- Brief: Leave out the pictures and repeat exactly the lines from the one containing "each like [4,73]." through the final line of the listing below.

(Items listed in a dataset)
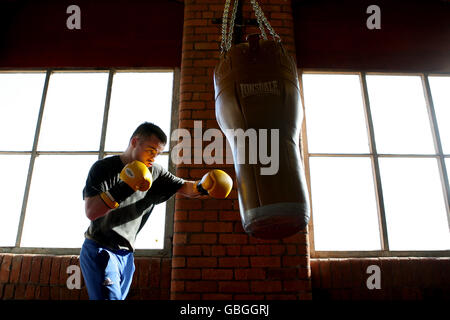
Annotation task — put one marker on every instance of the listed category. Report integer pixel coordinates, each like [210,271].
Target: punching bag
[256,91]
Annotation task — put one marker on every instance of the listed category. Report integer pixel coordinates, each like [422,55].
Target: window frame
[373,155]
[166,251]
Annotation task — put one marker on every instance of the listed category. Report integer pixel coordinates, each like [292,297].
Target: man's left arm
[216,183]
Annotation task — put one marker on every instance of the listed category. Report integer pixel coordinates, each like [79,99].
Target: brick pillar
[213,258]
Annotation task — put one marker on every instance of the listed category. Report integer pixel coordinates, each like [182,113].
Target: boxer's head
[146,143]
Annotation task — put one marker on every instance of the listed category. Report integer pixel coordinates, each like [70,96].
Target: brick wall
[401,279]
[213,258]
[44,277]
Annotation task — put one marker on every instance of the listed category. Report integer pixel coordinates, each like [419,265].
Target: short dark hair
[147,129]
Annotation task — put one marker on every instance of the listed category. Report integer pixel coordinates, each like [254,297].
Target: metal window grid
[374,156]
[167,249]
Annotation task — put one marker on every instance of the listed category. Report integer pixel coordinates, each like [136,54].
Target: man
[120,194]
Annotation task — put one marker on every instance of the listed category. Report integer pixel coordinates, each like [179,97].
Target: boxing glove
[133,177]
[216,183]
[257,87]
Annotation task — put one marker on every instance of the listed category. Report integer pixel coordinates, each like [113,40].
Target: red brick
[282,273]
[249,250]
[185,250]
[217,274]
[177,286]
[359,276]
[19,293]
[230,262]
[218,250]
[218,227]
[166,272]
[188,227]
[265,261]
[206,215]
[234,286]
[54,293]
[325,273]
[263,250]
[250,274]
[35,269]
[186,274]
[45,270]
[216,204]
[185,296]
[234,250]
[296,285]
[5,267]
[8,291]
[315,273]
[43,293]
[202,238]
[278,249]
[195,22]
[217,296]
[201,262]
[25,269]
[30,292]
[341,276]
[233,238]
[179,238]
[187,204]
[155,272]
[266,286]
[201,286]
[178,262]
[229,216]
[180,215]
[15,269]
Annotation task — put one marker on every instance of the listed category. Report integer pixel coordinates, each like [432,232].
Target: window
[377,156]
[54,125]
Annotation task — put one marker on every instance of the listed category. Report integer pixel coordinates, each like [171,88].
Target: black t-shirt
[118,228]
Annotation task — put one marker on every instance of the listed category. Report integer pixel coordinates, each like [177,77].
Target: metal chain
[228,36]
[261,17]
[233,18]
[224,25]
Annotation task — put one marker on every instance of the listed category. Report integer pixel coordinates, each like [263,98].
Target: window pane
[73,113]
[55,214]
[343,204]
[152,234]
[334,114]
[440,91]
[400,116]
[136,98]
[13,170]
[20,99]
[414,203]
[447,164]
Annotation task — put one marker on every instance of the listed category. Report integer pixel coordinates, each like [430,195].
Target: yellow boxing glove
[216,183]
[134,176]
[137,176]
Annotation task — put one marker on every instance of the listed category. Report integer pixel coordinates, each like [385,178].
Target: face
[146,149]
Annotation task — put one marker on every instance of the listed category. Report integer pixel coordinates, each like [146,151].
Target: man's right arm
[95,207]
[134,176]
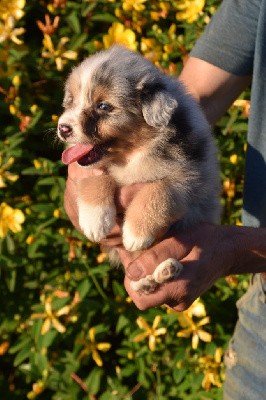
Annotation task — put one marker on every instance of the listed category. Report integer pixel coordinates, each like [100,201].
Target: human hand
[206,252]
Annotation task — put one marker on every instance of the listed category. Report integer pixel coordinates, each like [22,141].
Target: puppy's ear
[158,105]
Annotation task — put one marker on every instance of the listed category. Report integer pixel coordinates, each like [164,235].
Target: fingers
[147,261]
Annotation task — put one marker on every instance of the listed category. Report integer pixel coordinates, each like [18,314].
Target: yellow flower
[117,33]
[91,347]
[10,219]
[8,31]
[5,174]
[189,10]
[11,7]
[60,55]
[234,158]
[229,187]
[149,331]
[192,328]
[51,316]
[211,367]
[197,309]
[4,346]
[151,49]
[57,213]
[137,5]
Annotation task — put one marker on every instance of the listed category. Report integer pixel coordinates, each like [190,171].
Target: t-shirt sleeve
[228,41]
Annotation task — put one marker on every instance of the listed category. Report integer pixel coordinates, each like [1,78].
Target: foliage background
[67,328]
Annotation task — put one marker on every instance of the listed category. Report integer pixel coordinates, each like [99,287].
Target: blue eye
[104,106]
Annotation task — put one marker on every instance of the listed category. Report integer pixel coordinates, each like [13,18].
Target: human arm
[214,88]
[207,252]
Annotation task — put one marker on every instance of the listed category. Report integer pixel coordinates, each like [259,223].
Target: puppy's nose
[65,130]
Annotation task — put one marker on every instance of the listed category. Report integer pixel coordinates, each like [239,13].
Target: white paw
[144,285]
[134,243]
[167,270]
[96,221]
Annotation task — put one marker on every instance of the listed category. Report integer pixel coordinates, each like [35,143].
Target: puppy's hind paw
[167,270]
[145,285]
[164,272]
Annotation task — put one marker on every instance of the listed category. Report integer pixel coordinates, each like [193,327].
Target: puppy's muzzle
[65,131]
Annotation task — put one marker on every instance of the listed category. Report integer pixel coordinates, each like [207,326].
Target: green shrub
[67,327]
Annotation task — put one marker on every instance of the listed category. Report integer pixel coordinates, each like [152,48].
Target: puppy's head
[115,101]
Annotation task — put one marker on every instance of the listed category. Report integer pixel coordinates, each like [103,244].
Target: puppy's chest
[140,167]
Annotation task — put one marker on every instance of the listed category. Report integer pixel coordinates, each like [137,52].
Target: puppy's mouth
[84,154]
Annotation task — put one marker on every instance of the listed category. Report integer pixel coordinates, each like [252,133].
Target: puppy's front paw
[96,221]
[132,242]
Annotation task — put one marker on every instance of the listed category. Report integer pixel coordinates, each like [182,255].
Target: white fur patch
[164,272]
[96,221]
[134,243]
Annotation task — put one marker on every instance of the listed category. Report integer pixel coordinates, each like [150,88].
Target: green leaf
[104,18]
[83,288]
[93,381]
[24,353]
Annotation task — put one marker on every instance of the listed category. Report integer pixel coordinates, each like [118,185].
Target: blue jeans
[245,358]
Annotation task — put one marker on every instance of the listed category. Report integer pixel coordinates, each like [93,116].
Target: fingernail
[134,272]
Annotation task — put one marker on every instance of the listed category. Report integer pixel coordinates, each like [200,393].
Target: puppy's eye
[103,106]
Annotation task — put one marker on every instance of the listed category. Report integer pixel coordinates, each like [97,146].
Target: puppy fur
[144,127]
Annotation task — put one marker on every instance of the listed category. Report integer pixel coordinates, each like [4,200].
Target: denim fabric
[245,358]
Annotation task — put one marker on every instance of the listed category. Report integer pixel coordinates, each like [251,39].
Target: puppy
[124,115]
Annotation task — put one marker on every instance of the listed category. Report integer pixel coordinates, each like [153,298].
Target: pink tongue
[74,153]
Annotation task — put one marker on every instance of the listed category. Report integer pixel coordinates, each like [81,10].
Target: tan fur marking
[96,190]
[152,209]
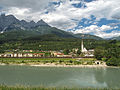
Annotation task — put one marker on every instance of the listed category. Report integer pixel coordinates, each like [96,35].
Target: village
[39,54]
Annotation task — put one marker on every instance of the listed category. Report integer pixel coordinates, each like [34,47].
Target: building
[87,53]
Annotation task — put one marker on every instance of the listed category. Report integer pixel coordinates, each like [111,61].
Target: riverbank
[44,88]
[53,62]
[57,65]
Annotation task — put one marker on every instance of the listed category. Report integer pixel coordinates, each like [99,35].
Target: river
[60,76]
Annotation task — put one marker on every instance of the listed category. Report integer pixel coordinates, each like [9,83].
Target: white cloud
[99,31]
[61,16]
[109,35]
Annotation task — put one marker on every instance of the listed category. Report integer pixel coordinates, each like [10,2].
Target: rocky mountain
[11,29]
[87,36]
[10,22]
[115,38]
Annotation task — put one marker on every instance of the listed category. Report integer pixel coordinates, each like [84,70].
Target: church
[85,52]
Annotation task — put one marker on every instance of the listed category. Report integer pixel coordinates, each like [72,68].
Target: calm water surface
[60,77]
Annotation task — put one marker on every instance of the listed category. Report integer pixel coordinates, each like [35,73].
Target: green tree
[66,51]
[99,53]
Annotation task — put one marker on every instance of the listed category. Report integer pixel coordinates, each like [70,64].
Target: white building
[87,53]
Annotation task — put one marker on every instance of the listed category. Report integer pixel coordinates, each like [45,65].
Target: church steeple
[82,46]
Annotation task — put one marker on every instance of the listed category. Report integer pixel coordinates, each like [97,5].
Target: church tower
[83,49]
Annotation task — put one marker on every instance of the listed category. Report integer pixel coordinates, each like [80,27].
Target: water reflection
[60,77]
[110,76]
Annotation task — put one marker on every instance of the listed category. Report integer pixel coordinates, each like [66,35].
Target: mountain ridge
[12,28]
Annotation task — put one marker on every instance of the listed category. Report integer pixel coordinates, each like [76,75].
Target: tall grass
[4,87]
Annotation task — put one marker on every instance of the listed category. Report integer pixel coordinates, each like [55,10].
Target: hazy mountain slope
[87,36]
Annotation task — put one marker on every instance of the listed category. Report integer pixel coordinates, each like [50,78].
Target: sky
[95,17]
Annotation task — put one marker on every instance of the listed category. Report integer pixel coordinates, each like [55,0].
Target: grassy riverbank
[48,61]
[44,88]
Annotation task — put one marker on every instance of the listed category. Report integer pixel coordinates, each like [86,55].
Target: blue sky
[96,17]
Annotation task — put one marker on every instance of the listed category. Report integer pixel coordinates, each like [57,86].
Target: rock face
[10,22]
[12,28]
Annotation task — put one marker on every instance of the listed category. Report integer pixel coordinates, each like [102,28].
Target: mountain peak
[42,23]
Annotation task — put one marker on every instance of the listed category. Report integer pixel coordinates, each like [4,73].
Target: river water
[60,76]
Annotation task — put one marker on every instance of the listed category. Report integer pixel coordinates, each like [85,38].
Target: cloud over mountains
[97,17]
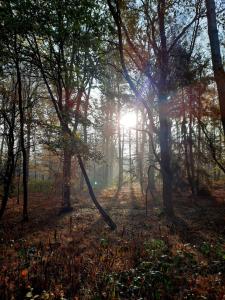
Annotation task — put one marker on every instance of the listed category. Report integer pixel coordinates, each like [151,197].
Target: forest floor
[76,256]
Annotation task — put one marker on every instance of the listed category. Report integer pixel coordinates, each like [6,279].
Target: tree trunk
[67,157]
[105,216]
[216,56]
[165,145]
[22,140]
[10,165]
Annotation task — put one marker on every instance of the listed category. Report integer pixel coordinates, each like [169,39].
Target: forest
[112,149]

- Output:
Annotation task — put one marker on every instance of the listed category. Report integer pixel coordinates, each like [4,73].
Target: river water
[60,76]
Annotation task — put one marker on every instance of the listed category. Report integer pixel coordinates, each like [85,38].
Target: cloud over mountains
[97,17]
Annotation task — put one marker on every instance of the listed category. Report integer pixel coordinates, each like [151,197].
Target: forest floor
[76,256]
Annotation task — put one marker on every instance of the listed category. Report integer pixel coordinates, each like [6,279].
Target: tree trunk
[67,157]
[105,216]
[216,56]
[165,145]
[22,140]
[10,165]
Annotation task — put one marker on every instance of the listed category. Report integer pixel coordinates, each like [169,39].
Target: forest
[112,149]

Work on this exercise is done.